## EXERCISE REQUIREMENTS
From the entries, copy each line that includes "bird".

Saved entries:
BEGIN

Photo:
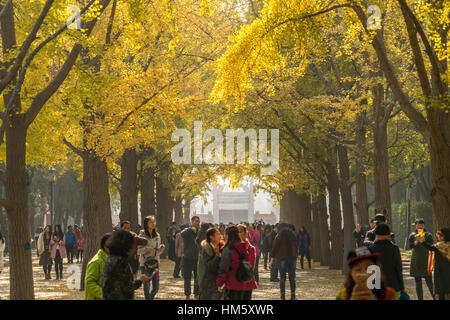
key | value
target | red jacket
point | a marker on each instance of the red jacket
(229, 264)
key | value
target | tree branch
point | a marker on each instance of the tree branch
(73, 148)
(42, 97)
(6, 204)
(26, 44)
(4, 8)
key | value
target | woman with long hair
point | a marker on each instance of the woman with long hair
(118, 283)
(285, 251)
(201, 235)
(58, 250)
(149, 256)
(266, 244)
(440, 262)
(80, 245)
(355, 287)
(211, 252)
(2, 249)
(253, 236)
(236, 248)
(45, 258)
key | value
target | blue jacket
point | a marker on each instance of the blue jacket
(70, 238)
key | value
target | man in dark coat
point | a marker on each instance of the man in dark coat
(274, 268)
(419, 258)
(390, 258)
(360, 232)
(370, 236)
(190, 257)
(171, 232)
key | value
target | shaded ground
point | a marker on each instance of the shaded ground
(320, 283)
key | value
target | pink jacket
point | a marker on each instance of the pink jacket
(253, 238)
(80, 244)
(62, 248)
(231, 265)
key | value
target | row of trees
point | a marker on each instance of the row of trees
(351, 104)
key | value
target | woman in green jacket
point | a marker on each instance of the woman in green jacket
(94, 271)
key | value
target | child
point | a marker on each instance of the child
(356, 283)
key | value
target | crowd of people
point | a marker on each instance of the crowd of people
(55, 246)
(221, 261)
(376, 245)
(216, 261)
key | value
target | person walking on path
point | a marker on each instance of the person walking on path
(198, 240)
(304, 246)
(178, 253)
(94, 270)
(370, 235)
(149, 256)
(419, 258)
(58, 250)
(254, 237)
(117, 277)
(38, 232)
(355, 287)
(360, 232)
(190, 254)
(45, 259)
(134, 260)
(285, 250)
(171, 233)
(80, 246)
(2, 249)
(235, 252)
(440, 262)
(71, 242)
(266, 244)
(390, 258)
(274, 267)
(211, 252)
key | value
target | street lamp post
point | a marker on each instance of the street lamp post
(52, 200)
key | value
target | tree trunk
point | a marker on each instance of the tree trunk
(381, 160)
(347, 204)
(335, 211)
(16, 186)
(178, 211)
(148, 193)
(163, 211)
(325, 252)
(434, 128)
(284, 206)
(315, 237)
(293, 213)
(97, 218)
(305, 212)
(440, 177)
(362, 204)
(187, 211)
(128, 189)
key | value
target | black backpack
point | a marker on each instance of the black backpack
(244, 273)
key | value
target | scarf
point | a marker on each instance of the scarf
(444, 250)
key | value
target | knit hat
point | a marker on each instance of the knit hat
(380, 218)
(361, 254)
(382, 229)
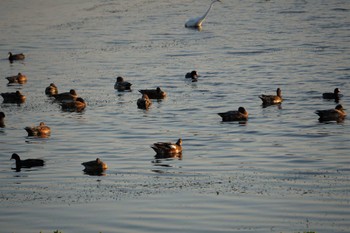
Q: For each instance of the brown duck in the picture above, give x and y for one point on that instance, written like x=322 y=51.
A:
x=272 y=99
x=240 y=115
x=41 y=130
x=154 y=93
x=51 y=90
x=167 y=148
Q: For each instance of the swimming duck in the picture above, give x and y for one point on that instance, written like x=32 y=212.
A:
x=338 y=114
x=13 y=57
x=167 y=148
x=13 y=97
x=272 y=99
x=144 y=102
x=240 y=115
x=335 y=95
x=75 y=105
x=27 y=163
x=154 y=94
x=51 y=90
x=41 y=130
x=95 y=166
x=192 y=75
x=66 y=96
x=2 y=116
x=19 y=78
x=122 y=85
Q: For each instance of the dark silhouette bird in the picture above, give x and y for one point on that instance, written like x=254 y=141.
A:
x=197 y=21
x=338 y=114
x=13 y=97
x=2 y=116
x=167 y=148
x=77 y=105
x=19 y=78
x=192 y=75
x=240 y=115
x=41 y=130
x=94 y=167
x=335 y=95
x=27 y=163
x=154 y=93
x=51 y=90
x=144 y=102
x=14 y=57
x=272 y=99
x=122 y=85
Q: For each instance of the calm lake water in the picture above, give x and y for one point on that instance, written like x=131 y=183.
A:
x=283 y=171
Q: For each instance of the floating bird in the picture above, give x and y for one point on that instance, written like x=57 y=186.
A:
x=192 y=75
x=197 y=22
x=94 y=167
x=51 y=90
x=77 y=105
x=13 y=97
x=19 y=78
x=27 y=163
x=13 y=57
x=272 y=99
x=240 y=115
x=122 y=85
x=335 y=95
x=338 y=114
x=66 y=96
x=2 y=116
x=41 y=130
x=154 y=93
x=144 y=102
x=167 y=148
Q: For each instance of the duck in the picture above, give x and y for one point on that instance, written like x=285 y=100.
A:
x=192 y=75
x=66 y=96
x=335 y=95
x=76 y=105
x=41 y=130
x=13 y=97
x=272 y=99
x=167 y=148
x=337 y=114
x=2 y=116
x=144 y=102
x=13 y=57
x=27 y=163
x=154 y=93
x=19 y=78
x=95 y=166
x=51 y=90
x=240 y=115
x=122 y=85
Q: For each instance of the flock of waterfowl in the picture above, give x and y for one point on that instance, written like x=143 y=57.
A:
x=71 y=102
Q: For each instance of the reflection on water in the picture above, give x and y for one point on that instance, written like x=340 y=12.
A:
x=282 y=171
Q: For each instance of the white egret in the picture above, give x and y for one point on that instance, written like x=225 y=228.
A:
x=197 y=21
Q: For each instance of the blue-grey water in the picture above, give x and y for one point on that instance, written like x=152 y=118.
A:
x=283 y=171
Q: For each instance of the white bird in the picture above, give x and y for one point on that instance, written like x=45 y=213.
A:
x=197 y=21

END

## OUTPUT OF THE EXERCISE
Q: For each instance of the dark silhouette bird in the picture above, give x and y for one point on that instance, written like x=254 y=141.
Q: For each instance of the floating bird in the picture above, give x and y for one point on that instance, written like x=57 y=186.
Q: For each instance of the white bird in the picture above, give x and y for one point on that instance, written like x=45 y=213.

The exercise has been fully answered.